### DATA FOR THE TASK
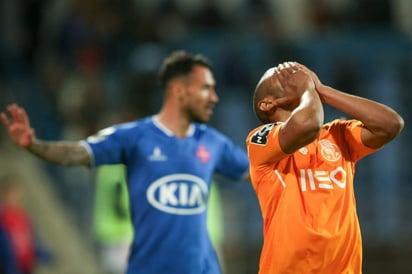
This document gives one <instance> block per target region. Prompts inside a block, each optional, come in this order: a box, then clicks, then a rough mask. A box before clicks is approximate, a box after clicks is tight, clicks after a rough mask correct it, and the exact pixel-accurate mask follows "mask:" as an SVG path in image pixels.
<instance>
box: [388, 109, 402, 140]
mask: <svg viewBox="0 0 412 274" xmlns="http://www.w3.org/2000/svg"><path fill="white" fill-rule="evenodd" d="M404 126H405V121H404V120H403V118H402V117H401V116H400V115H397V116H396V117H395V118H394V119H392V120H391V122H390V123H388V127H387V132H386V135H387V136H386V137H387V139H389V140H392V139H394V138H396V136H398V135H399V134H400V133H401V131H402V130H403V128H404Z"/></svg>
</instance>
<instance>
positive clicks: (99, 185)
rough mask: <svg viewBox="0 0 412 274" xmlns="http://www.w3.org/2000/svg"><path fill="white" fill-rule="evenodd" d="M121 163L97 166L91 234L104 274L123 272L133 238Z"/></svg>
mask: <svg viewBox="0 0 412 274" xmlns="http://www.w3.org/2000/svg"><path fill="white" fill-rule="evenodd" d="M125 171H126V168H125V166H124V165H104V166H100V167H98V168H97V173H96V197H95V205H94V235H95V239H96V243H97V248H98V253H99V257H100V259H101V263H102V266H103V268H104V269H105V271H107V273H108V274H123V273H124V271H125V269H126V265H127V257H128V255H129V247H130V243H131V242H132V239H133V227H132V223H131V220H130V211H129V197H128V192H127V185H126V178H125V173H126V172H125Z"/></svg>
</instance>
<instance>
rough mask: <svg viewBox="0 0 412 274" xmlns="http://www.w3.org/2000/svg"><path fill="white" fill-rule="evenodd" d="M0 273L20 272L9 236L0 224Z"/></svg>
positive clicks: (3, 227) (14, 273)
mask: <svg viewBox="0 0 412 274" xmlns="http://www.w3.org/2000/svg"><path fill="white" fill-rule="evenodd" d="M0 273H2V274H20V271H19V268H18V266H17V261H16V257H15V256H14V252H13V247H12V245H11V242H10V237H9V235H8V234H7V233H6V231H5V229H4V227H3V224H0Z"/></svg>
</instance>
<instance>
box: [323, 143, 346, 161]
mask: <svg viewBox="0 0 412 274" xmlns="http://www.w3.org/2000/svg"><path fill="white" fill-rule="evenodd" d="M319 146H320V154H321V155H322V157H323V159H325V160H326V161H329V162H336V161H338V160H339V159H340V158H341V157H342V153H341V151H340V149H339V147H338V146H337V145H336V144H334V143H332V142H331V141H329V140H326V139H324V140H320V141H319Z"/></svg>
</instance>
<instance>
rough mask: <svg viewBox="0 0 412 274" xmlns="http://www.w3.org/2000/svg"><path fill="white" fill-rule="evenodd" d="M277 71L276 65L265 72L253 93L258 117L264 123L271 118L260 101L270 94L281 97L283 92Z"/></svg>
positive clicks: (254, 100)
mask: <svg viewBox="0 0 412 274" xmlns="http://www.w3.org/2000/svg"><path fill="white" fill-rule="evenodd" d="M275 73H276V68H275V67H272V68H270V69H268V70H267V71H266V72H265V73H264V74H263V76H262V78H260V80H259V82H258V84H257V85H256V88H255V93H254V95H253V110H254V112H255V114H256V116H257V118H258V119H259V120H260V121H261V122H262V123H264V124H267V123H270V122H271V120H270V119H269V116H268V112H267V111H263V110H262V109H261V108H260V107H259V102H261V101H262V100H264V99H265V98H266V97H268V96H271V97H273V98H279V97H280V96H281V93H282V92H283V90H282V87H281V86H280V83H279V80H278V79H277V78H276V76H275Z"/></svg>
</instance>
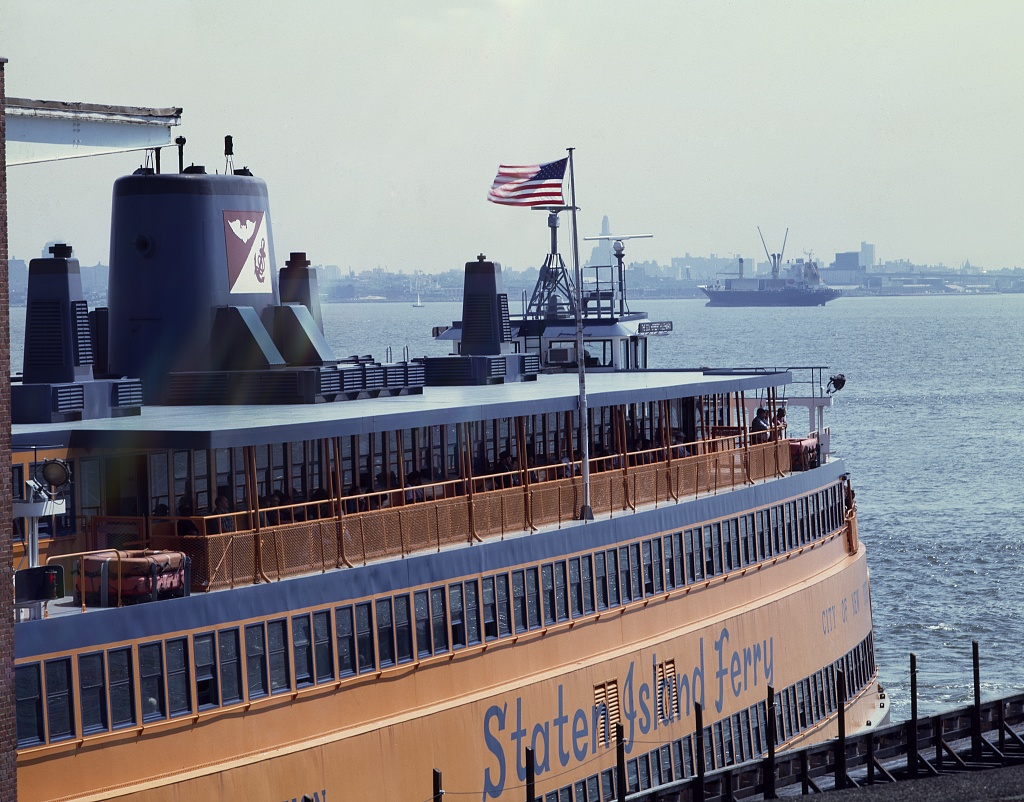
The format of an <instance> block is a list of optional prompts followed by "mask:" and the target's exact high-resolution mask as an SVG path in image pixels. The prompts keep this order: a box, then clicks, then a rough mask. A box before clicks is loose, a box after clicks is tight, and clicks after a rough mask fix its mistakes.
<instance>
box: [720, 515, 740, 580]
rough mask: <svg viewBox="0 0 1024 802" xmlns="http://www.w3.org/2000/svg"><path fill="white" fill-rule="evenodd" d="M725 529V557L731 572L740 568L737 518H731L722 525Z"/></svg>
mask: <svg viewBox="0 0 1024 802" xmlns="http://www.w3.org/2000/svg"><path fill="white" fill-rule="evenodd" d="M722 525H723V526H724V529H725V557H726V560H725V561H726V567H727V568H728V569H729V571H732V569H733V568H738V567H739V565H740V557H739V521H738V520H737V519H736V518H729V519H728V520H727V521H725V523H723V524H722Z"/></svg>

### EXERCISE PROMPT
Reproduce every one of the records above word for word, leaving out the pictures.

### SOLUTION FOR THIS TASK
This document gives one <instance> block per target region. Prompts inside a block, each optional, come in this order: a box, then clicks, then a rough mask. A box before clicks is approximate, a box after clicks is tight, clicks after a rough mask correct it, and the exact pixel-accurate mask follows "mask:" as an SVG path in image pixels.
<instance>
box: [388, 109, 402, 140]
mask: <svg viewBox="0 0 412 274" xmlns="http://www.w3.org/2000/svg"><path fill="white" fill-rule="evenodd" d="M404 126H405V121H404V120H403V118H402V117H401V116H400V115H397V116H396V117H395V118H394V119H392V120H391V122H390V123H388V127H387V132H386V135H387V136H386V137H387V139H389V140H392V139H394V138H396V136H398V135H399V134H400V133H401V131H402V130H403V128H404Z"/></svg>
</instance>
<instance>
positive clicks: (99, 185)
rough mask: <svg viewBox="0 0 412 274" xmlns="http://www.w3.org/2000/svg"><path fill="white" fill-rule="evenodd" d="M121 163L97 166L91 234L104 274L123 272L133 238Z"/></svg>
mask: <svg viewBox="0 0 412 274" xmlns="http://www.w3.org/2000/svg"><path fill="white" fill-rule="evenodd" d="M125 171H126V168H125V166H124V165H104V166H100V167H98V168H97V173H96V197H95V205H94V235H95V239H96V243H97V248H98V253H99V257H100V259H101V263H102V266H103V268H104V269H105V271H107V273H108V274H123V273H124V271H125V269H126V265H127V257H128V255H129V247H130V243H131V242H132V239H133V227H132V223H131V220H130V211H129V197H128V192H127V185H126V178H125V173H126V172H125Z"/></svg>
</instance>
<instance>
rough mask: <svg viewBox="0 0 412 274" xmlns="http://www.w3.org/2000/svg"><path fill="white" fill-rule="evenodd" d="M0 273L20 272L9 236L0 224Z"/></svg>
positive clicks: (3, 227) (14, 273)
mask: <svg viewBox="0 0 412 274" xmlns="http://www.w3.org/2000/svg"><path fill="white" fill-rule="evenodd" d="M0 273H2V274H20V271H19V268H18V266H17V261H16V257H15V256H14V252H13V247H12V245H11V242H10V237H9V235H8V234H7V233H6V231H5V229H4V227H3V224H0Z"/></svg>
</instance>
<instance>
box: [323, 143, 346, 161]
mask: <svg viewBox="0 0 412 274" xmlns="http://www.w3.org/2000/svg"><path fill="white" fill-rule="evenodd" d="M319 146H320V154H321V155H322V157H323V159H325V160H326V161H329V162H336V161H338V160H339V159H340V158H341V157H342V153H341V151H340V149H339V147H338V146H337V145H336V144H334V143H332V142H331V141H329V140H326V139H324V140H320V141H319Z"/></svg>
</instance>
<instance>
rough mask: <svg viewBox="0 0 412 274" xmlns="http://www.w3.org/2000/svg"><path fill="white" fill-rule="evenodd" d="M277 71L276 65L265 72L253 93L258 117L264 123L271 118L260 101L270 94L281 97L283 92Z"/></svg>
positive clicks: (254, 100)
mask: <svg viewBox="0 0 412 274" xmlns="http://www.w3.org/2000/svg"><path fill="white" fill-rule="evenodd" d="M275 73H276V68H275V67H272V68H270V69H268V70H267V71H266V72H265V73H264V74H263V76H262V78H260V80H259V82H258V84H257V85H256V88H255V93H254V95H253V110H254V112H255V114H256V116H257V118H258V119H259V120H260V121H261V122H262V123H264V124H267V123H270V122H271V120H270V119H269V116H268V112H267V111H263V110H262V109H261V108H260V107H259V102H261V101H262V100H264V99H265V98H266V97H268V96H271V97H273V98H279V97H280V96H281V93H282V92H283V90H282V87H281V86H280V83H279V80H278V79H277V78H276V76H275Z"/></svg>
</instance>
The format of an <instance> block is a list of optional prompts followed by "mask:" and the target's exact high-resolution mask as an SVG path in image pixels. The prompts keep this order: a box, then clicks, then a rough mask. A box before clicks is loose, a box after clicks is tight, and clicks after a rough mask fix its mistakes.
<instance>
box: [720, 515, 740, 580]
rough mask: <svg viewBox="0 0 1024 802" xmlns="http://www.w3.org/2000/svg"><path fill="white" fill-rule="evenodd" d="M725 529V557L731 572L740 568L737 518H731L722 525Z"/></svg>
mask: <svg viewBox="0 0 1024 802" xmlns="http://www.w3.org/2000/svg"><path fill="white" fill-rule="evenodd" d="M722 525H723V526H724V529H725V557H726V560H725V561H726V567H727V568H728V569H729V571H732V569H733V568H738V567H739V565H740V557H739V521H738V520H737V519H736V518H729V519H728V520H727V521H725V523H723V524H722Z"/></svg>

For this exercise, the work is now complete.